-- start Supplied records --
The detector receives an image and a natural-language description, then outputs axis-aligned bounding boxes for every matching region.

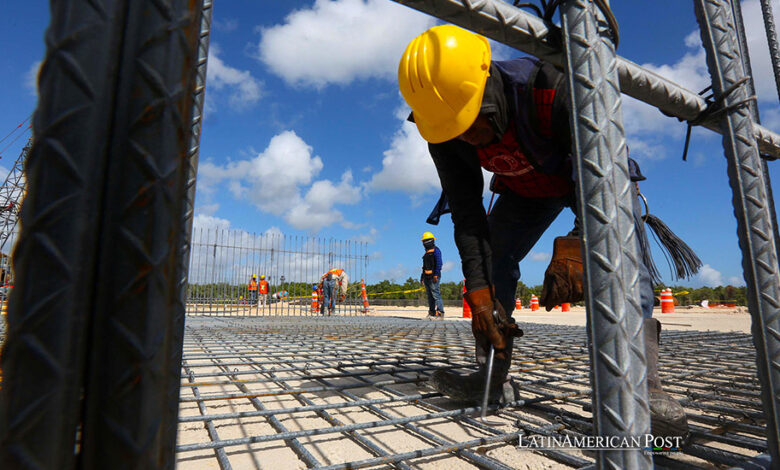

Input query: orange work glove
[539,237,585,312]
[463,287,523,359]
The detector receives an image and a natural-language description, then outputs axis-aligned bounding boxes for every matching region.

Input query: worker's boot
[431,336,517,404]
[644,318,688,437]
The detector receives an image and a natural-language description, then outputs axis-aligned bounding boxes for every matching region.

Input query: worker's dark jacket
[422,246,442,279]
[429,58,644,290]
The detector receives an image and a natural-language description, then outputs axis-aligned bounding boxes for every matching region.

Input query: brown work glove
[539,237,584,312]
[463,287,523,359]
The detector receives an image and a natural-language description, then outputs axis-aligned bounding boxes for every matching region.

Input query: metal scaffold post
[561,0,651,469]
[0,137,33,258]
[0,0,205,470]
[694,0,780,462]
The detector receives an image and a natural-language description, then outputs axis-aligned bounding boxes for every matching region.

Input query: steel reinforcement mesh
[172,317,766,470]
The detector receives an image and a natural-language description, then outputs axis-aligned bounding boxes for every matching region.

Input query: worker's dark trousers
[488,186,653,318]
[423,277,444,314]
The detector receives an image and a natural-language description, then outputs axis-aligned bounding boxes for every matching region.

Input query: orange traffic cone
[463,279,471,318]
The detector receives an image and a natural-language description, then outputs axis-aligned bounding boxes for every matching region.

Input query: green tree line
[189,277,746,306]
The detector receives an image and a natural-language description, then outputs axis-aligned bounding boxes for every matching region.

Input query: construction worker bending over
[257,274,268,307]
[398,25,687,435]
[320,268,349,315]
[420,232,444,319]
[247,274,257,306]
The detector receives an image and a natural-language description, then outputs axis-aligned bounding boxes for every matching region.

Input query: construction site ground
[163,307,766,470]
[0,307,766,470]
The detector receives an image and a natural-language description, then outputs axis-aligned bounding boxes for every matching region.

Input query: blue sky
[0,0,780,286]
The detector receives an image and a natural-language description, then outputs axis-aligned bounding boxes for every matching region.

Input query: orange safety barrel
[360,279,368,313]
[463,279,471,318]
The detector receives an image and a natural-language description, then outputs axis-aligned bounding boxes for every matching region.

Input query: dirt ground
[369,306,750,333]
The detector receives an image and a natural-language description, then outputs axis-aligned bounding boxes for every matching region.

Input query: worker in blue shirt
[420,232,444,319]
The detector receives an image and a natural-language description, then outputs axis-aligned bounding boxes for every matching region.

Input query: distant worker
[320,268,349,315]
[248,274,257,306]
[257,274,268,307]
[420,232,444,319]
[398,25,688,435]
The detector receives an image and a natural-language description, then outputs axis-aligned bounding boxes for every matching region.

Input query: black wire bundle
[645,214,702,279]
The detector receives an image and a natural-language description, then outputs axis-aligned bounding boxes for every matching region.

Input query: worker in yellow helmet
[257,274,268,308]
[398,25,687,435]
[420,232,444,320]
[247,274,257,306]
[320,268,349,316]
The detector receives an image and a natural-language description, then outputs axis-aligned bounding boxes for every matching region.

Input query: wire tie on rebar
[680,77,756,161]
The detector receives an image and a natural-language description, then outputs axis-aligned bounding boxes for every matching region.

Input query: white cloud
[441,261,457,273]
[693,264,725,287]
[257,0,435,88]
[206,45,263,111]
[24,60,43,96]
[729,276,745,286]
[214,18,238,33]
[528,251,552,263]
[195,203,219,215]
[192,214,230,230]
[354,227,381,242]
[374,264,414,282]
[198,131,362,231]
[369,117,441,196]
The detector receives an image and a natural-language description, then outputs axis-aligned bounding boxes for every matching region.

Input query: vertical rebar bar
[0,0,127,470]
[694,0,780,462]
[760,0,780,104]
[79,0,203,469]
[561,0,652,469]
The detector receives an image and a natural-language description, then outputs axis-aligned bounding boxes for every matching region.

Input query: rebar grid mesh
[169,317,766,469]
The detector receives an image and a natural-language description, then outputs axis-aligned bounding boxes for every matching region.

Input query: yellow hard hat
[398,25,490,144]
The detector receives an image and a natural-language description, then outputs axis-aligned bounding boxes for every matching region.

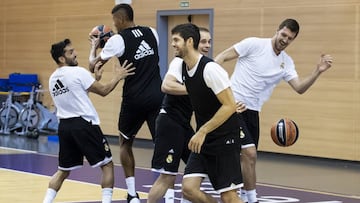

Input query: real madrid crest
[280,62,285,69]
[166,154,173,164]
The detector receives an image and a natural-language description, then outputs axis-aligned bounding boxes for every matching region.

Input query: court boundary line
[0,146,360,200]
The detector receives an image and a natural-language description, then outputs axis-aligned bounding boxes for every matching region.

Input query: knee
[241,147,257,163]
[181,181,198,200]
[221,191,239,203]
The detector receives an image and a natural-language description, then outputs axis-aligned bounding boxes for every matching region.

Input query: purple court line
[0,153,360,203]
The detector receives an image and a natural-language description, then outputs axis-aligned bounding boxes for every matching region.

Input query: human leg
[101,161,114,203]
[241,110,260,203]
[241,146,257,202]
[182,176,217,203]
[43,170,70,203]
[220,190,244,203]
[147,174,176,203]
[120,136,137,199]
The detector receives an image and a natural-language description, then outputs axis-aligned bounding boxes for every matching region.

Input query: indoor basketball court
[0,136,360,203]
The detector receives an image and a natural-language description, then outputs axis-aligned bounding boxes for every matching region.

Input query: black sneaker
[127,193,140,203]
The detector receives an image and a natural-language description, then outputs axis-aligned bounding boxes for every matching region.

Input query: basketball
[89,25,114,48]
[271,118,299,147]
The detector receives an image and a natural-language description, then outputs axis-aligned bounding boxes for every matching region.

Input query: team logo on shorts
[240,128,245,139]
[104,143,110,151]
[166,154,173,164]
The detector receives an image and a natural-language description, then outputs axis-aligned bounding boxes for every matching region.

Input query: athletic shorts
[237,109,260,148]
[151,113,194,175]
[118,98,161,141]
[183,131,243,193]
[58,117,112,170]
-- end Supplied records --
Problem to work on: Please pick out every line in the items above that contains the word "wire" and copy each of those lines in full.

In response:
Input query: black wire bundle
Input query: wire tie on rebar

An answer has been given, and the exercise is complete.